§ **Input**
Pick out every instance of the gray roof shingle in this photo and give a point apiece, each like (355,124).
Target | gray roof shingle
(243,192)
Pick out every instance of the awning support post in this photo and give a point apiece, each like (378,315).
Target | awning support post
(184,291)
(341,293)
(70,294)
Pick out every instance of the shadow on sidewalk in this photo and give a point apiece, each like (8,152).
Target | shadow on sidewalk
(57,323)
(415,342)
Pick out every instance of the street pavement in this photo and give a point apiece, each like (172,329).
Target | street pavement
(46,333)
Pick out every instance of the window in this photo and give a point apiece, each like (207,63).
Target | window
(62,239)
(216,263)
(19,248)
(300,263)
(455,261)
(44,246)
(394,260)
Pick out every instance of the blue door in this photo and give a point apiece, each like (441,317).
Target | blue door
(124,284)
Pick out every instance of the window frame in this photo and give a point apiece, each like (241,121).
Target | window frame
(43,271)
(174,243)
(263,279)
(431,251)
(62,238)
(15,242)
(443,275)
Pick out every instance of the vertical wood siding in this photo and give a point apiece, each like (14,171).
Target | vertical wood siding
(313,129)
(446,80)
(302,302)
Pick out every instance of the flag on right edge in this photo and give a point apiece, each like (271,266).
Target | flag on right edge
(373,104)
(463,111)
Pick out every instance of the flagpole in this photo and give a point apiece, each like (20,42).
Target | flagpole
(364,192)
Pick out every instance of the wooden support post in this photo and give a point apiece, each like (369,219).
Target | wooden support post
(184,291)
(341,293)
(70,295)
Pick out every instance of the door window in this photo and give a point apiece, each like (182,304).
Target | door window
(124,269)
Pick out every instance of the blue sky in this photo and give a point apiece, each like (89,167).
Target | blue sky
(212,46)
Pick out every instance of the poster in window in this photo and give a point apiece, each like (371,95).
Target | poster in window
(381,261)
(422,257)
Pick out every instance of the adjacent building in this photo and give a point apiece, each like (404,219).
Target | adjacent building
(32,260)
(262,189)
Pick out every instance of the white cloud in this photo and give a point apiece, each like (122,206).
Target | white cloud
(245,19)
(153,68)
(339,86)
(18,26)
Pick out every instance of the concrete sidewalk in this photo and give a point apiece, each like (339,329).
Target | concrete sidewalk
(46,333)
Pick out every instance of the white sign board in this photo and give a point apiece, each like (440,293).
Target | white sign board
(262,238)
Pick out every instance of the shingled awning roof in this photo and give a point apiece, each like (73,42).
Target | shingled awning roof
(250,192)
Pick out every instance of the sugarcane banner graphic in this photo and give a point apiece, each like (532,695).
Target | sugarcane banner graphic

§ **Task directions**
The data is to be given again in full, with every line exact.

§ **Finished task**
Pick out every instance of the gray roof shingle in this photo and give a point apiece, each like (355,124).
Target | gray roof shingle
(243,192)
Pick out every instance of the awning support post in this photo and give a point apiece, each like (378,315).
Target | awning support post
(184,291)
(341,293)
(70,294)
Pick out every instance of the shadow on sidewalk in this photo and give a point apiece, each like (8,152).
Target | shadow on sidewalk
(57,323)
(415,342)
Pick out every instance of the street pavement in this photo and give a point apiece, each like (172,329).
Target | street pavement
(46,333)
Pick out every instance of the window in this photo and give a point apiece, each like (207,63).
Target | window
(62,239)
(216,263)
(19,248)
(300,263)
(455,261)
(44,246)
(394,260)
Pick out every instance of the blue door in this photo and give a point apiece, each like (441,317).
Target | blue door
(124,284)
Pick out every instance of the window frame in this photo and give a point apiece, each like (241,121).
Target | window frame
(43,271)
(174,243)
(263,279)
(431,251)
(62,238)
(15,242)
(443,275)
Pick out every instance of the vertical wood siding in this photo and give a point apiece, each like (14,171).
Target | vertical wood siding
(313,129)
(446,80)
(302,302)
Pick out every instance of the flag on right edge in this photo and give a point apiece, each like (271,266).
Target | flag on right edge
(373,104)
(463,111)
Pick out every instance of the flagpole in this photo and give a point apiece, each like (20,42).
Target | flagpole
(364,192)
Pick out every instance of the wooden support post in this photo and give a point apiece, each like (369,219).
Target | wooden support post
(184,291)
(341,293)
(70,295)
Pick out every instance of the door window in this photo and give a point apiece, each like (182,304).
Target | door window
(124,269)
Pick out every instance of the blue sky in this photo and give a point apiece, each like (89,167).
Target | blue sky
(212,46)
Pick out every instance of the poster in window in this photo and give a point apiece, each like (371,95).
Target | poster in window
(381,261)
(422,257)
Pick out every instance of the adjacent building in this photo and give a point apiece, each like (404,219).
Target | adjacent building
(32,260)
(262,189)
Pick out every instance of the white cloud in this photo and give a point apiece, each like (122,206).
Target | white cloud
(245,19)
(153,68)
(339,86)
(18,26)
Pick out every instance of the concrete sidewalk in this photo and give a point apiece, each like (339,329).
Target | concrete sidewalk
(46,333)
Pick out every instance of the white sign board in this photo and give a point apiece, each like (440,293).
Target | white sign board
(262,238)
Pick out every instance of the shingled awning roof in this photo and give a point apiece, each like (73,42).
Target | shingled awning roof
(250,192)
Pick out every instance of the sugarcane banner graphic in this photo and give a point apiece, each like (532,695).
Target | sugarcane banner graphic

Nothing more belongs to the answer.